■ INFORMATION SHOWN ■
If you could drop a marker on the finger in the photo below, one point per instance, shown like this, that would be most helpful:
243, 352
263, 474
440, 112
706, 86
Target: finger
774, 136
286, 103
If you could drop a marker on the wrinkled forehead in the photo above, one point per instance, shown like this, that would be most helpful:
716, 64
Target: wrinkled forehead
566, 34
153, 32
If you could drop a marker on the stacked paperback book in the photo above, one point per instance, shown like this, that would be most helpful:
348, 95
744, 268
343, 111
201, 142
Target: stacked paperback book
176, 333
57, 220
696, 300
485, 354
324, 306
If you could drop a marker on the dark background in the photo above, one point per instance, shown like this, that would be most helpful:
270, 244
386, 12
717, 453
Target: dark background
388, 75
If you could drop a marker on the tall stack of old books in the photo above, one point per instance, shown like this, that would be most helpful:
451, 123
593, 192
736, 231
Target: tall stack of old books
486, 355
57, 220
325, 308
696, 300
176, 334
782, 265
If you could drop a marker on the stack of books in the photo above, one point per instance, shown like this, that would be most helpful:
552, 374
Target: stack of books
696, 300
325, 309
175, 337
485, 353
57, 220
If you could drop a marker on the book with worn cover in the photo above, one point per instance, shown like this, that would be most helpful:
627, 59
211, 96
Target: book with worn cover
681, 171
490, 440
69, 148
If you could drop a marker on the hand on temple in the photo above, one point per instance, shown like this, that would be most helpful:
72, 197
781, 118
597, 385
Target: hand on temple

■ TO DO ■
Reproduce the entire listing above line for line, changing nothing.

■ PROBLEM SOLUTION ■
If you could drop a marker on the finger in the photo below, one point per instance, shown like this, that would be most helpful:
243, 352
263, 474
440, 112
706, 86
Target: finger
774, 136
286, 103
If you could drop a marker on the wrinkled forehead in the photo above, one point per instance, shown like this, that would be most helpful:
716, 64
Target: wrinkled forehead
566, 34
153, 32
If you could drop a marker on the stacked paperback book in the photo above, one point per instance, shown like this, that would be most helpful:
348, 95
744, 268
343, 111
201, 142
Target: stacked paperback book
176, 333
57, 220
696, 300
485, 354
324, 306
If you could drop a marker on the dark background in the photo above, one point per instance, shown like this, that would be most helpful:
270, 244
386, 12
717, 453
Target: dark background
388, 75
If you could drop a marker on the tall stack of old books in the photo above, one point per instance, shown like this, that would be most helpful:
451, 123
593, 192
736, 231
Target: tall stack of old books
486, 355
57, 220
325, 308
696, 300
176, 334
782, 265
If you could drop a marker on the stack of books in the photo above, one point per instance, shown like this, that would be most helpful:
552, 374
Target: stack of books
696, 300
325, 309
175, 337
485, 353
57, 220
If you could drop a marker on the book with worn cover in the photo above, one point per instance, shown like this, that would be most helpful:
627, 59
211, 96
Target: book with worn cover
681, 171
490, 440
69, 148
If you could drop a marker on the hand on temple in the photo above, one point per instance, shown like this, that would be most helpful:
72, 197
781, 118
597, 385
Target: hand on temple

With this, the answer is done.